> **Excerpt provided**:

After the United States invasion of Afghanistan, Strada negotiated with the Taliban leader Mohammed Omar when NATO deemed it impossible to deal with the group, in order to operate a hospital behind their frontlines. Strada then opened a new maternity centre in Afghanistan in 2003, which became a reference point in the Panjshir Valley and the surrounding provinces. The centre was recognised by the Afghan ministry of health as a centre of specialisation for gynaecology, obstetrics, and paediatrics. By 2013 Emergency was operating four hospitals and 34 clinics, while the Red Cross had withdrawn 95% of its personnel from the country on the grounds that the war had ended. Since 2001 up to that moment, "NATO forces" had yet to build civilian hospitals in Afghanistan, Strada claimed.

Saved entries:

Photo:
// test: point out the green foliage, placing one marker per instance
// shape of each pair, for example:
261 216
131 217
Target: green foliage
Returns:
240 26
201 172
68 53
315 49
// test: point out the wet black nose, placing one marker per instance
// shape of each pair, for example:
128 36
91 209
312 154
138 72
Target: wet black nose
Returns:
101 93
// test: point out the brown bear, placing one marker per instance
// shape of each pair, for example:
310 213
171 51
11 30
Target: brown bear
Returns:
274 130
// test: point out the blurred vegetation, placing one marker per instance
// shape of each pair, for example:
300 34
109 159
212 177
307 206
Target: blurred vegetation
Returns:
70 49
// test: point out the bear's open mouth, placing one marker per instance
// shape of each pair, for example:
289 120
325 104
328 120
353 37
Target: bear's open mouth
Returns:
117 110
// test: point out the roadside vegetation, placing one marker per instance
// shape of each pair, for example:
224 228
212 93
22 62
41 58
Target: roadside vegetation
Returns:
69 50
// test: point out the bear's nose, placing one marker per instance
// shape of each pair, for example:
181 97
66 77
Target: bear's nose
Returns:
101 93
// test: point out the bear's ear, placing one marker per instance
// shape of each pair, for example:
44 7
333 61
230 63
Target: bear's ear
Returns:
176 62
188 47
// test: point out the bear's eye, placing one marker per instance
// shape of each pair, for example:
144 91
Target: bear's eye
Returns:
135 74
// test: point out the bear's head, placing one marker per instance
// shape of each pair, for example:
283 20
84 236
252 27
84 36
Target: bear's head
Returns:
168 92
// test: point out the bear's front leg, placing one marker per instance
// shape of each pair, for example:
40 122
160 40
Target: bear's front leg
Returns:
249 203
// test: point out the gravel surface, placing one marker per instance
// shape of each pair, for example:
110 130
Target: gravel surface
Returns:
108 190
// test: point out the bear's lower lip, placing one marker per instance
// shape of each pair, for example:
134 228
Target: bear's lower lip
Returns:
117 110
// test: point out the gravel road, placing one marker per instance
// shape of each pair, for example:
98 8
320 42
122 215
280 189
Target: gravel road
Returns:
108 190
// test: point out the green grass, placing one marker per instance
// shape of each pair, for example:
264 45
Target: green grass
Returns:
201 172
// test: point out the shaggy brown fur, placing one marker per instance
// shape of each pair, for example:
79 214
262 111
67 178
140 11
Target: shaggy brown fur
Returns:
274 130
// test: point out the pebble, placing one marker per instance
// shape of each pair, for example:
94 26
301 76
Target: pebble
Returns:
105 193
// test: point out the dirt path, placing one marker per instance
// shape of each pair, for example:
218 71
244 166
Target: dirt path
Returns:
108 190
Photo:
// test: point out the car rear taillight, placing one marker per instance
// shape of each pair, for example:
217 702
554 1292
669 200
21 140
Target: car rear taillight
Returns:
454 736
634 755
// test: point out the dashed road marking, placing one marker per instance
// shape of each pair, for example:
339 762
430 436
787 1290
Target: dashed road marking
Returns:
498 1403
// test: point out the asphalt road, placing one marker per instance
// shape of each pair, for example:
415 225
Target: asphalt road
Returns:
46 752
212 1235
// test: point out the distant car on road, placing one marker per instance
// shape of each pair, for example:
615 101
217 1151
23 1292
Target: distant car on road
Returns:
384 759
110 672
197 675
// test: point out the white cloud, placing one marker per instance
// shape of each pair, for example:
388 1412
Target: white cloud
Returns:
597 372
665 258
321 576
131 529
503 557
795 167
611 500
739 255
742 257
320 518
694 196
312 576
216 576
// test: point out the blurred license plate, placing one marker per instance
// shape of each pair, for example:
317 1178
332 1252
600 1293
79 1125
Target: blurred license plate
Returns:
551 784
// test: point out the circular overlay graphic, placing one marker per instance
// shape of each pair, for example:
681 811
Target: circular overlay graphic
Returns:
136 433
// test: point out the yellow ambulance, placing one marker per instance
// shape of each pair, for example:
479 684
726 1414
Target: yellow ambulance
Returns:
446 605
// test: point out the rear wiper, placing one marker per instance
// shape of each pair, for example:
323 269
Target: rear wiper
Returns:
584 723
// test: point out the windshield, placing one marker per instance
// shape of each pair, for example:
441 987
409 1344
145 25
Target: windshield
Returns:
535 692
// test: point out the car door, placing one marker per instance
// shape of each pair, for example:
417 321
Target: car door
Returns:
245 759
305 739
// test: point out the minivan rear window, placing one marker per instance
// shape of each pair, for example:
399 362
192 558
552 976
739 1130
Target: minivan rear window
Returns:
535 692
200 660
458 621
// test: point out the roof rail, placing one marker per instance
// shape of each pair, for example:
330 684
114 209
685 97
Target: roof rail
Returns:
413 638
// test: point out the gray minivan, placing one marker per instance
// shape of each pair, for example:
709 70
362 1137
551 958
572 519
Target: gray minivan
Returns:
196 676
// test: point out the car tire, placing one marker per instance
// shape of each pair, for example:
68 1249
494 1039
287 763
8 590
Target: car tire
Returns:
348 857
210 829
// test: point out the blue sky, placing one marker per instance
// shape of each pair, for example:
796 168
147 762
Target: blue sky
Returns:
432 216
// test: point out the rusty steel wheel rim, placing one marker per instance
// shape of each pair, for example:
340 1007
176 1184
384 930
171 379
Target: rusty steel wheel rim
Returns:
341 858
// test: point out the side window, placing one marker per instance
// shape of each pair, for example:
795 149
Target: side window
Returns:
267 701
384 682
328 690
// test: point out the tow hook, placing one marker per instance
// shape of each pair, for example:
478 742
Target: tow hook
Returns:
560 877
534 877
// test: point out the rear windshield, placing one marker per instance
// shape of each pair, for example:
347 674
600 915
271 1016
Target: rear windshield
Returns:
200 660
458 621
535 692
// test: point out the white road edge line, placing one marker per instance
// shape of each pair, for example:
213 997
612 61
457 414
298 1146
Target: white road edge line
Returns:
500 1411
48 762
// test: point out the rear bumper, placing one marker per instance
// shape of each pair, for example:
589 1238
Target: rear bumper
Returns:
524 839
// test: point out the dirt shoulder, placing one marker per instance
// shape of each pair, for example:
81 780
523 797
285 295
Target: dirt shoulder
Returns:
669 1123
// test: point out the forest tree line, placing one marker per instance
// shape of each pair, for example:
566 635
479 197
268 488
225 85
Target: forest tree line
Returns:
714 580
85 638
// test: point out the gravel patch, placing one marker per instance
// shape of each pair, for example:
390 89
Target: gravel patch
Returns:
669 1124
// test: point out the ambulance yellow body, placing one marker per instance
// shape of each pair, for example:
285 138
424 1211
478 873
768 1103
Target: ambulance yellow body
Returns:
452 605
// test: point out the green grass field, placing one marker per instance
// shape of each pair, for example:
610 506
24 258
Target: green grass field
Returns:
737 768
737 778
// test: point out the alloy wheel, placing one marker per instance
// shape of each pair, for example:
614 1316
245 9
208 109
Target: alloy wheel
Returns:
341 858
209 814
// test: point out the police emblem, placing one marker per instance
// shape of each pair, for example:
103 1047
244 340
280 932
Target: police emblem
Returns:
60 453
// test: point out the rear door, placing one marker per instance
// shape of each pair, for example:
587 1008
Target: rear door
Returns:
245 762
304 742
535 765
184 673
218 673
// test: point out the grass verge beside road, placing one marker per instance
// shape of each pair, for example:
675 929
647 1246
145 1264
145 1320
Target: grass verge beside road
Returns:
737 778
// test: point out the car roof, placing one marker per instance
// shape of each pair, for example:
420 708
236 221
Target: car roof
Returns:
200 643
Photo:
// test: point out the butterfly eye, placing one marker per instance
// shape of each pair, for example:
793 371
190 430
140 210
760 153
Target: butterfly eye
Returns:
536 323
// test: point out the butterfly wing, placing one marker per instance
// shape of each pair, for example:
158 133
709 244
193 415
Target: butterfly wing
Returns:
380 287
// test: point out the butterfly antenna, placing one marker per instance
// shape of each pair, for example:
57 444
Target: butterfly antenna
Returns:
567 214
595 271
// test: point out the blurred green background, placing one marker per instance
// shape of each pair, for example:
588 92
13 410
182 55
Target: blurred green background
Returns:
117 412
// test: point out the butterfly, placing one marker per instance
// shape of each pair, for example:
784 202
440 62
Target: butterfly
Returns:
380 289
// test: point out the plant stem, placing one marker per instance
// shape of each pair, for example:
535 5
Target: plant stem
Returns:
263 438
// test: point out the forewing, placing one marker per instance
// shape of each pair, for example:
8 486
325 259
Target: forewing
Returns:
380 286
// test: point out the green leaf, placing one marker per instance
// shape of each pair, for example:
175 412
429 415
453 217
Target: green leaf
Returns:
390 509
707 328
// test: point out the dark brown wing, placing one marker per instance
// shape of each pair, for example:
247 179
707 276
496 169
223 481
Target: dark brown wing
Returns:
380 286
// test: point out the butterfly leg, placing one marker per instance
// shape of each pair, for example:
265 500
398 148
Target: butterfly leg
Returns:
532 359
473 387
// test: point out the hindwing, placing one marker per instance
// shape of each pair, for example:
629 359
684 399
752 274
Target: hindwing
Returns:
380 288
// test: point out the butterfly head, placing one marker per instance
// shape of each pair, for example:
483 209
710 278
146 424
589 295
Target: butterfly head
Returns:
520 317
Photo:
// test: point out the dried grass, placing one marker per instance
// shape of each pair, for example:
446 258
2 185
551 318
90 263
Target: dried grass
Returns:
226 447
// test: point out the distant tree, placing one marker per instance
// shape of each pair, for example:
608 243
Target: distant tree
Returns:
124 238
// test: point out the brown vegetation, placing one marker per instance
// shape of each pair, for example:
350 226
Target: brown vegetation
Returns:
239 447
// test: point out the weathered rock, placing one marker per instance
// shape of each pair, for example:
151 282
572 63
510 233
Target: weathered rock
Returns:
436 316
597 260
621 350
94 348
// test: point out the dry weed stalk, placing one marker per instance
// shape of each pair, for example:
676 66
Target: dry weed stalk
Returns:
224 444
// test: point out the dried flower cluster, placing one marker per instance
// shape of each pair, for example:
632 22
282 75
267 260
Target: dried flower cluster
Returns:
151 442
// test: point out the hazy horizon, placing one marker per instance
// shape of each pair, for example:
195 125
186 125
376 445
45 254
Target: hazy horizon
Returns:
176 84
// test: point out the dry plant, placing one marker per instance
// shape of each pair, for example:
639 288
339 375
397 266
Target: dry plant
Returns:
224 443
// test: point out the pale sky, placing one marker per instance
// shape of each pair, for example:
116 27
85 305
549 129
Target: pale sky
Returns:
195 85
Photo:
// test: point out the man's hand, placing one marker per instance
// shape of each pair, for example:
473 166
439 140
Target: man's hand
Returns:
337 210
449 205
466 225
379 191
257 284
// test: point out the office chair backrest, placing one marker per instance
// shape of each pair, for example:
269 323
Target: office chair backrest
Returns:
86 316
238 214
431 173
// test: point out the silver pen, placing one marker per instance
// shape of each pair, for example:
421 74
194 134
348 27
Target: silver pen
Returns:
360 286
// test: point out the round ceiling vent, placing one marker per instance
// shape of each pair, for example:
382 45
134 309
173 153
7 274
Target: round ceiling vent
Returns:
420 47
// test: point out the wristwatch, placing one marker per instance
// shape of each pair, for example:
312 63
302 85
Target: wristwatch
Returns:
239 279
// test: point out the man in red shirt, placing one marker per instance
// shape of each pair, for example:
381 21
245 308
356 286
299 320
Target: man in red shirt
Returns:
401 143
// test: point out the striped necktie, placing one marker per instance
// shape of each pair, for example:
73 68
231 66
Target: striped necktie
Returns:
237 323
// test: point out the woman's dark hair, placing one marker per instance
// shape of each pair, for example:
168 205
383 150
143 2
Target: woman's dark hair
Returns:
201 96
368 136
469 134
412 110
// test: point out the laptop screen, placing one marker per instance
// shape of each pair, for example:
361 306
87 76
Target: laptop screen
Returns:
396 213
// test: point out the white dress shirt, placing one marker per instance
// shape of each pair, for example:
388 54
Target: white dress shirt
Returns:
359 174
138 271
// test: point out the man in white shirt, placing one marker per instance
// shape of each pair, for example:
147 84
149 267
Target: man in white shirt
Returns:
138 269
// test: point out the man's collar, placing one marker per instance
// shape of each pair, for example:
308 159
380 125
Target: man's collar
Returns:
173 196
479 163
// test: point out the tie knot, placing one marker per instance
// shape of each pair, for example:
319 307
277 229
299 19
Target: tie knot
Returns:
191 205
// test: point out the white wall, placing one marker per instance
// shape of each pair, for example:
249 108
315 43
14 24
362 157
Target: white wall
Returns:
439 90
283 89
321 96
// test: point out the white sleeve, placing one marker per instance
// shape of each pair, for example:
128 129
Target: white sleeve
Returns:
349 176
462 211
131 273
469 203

> **What to do**: In the passage on Strada's work in Afghanistan, translate this sentence into French: "The centre was recognised by the Afghan ministry of health as a centre of specialisation for gynaecology, obstetrics, and paediatrics."

> **Output of the exercise**: Le centre a été reconnu par le ministère afghan de la Santé comme centre de spécialisation en gynécologie, obstétrique et pédiatrie.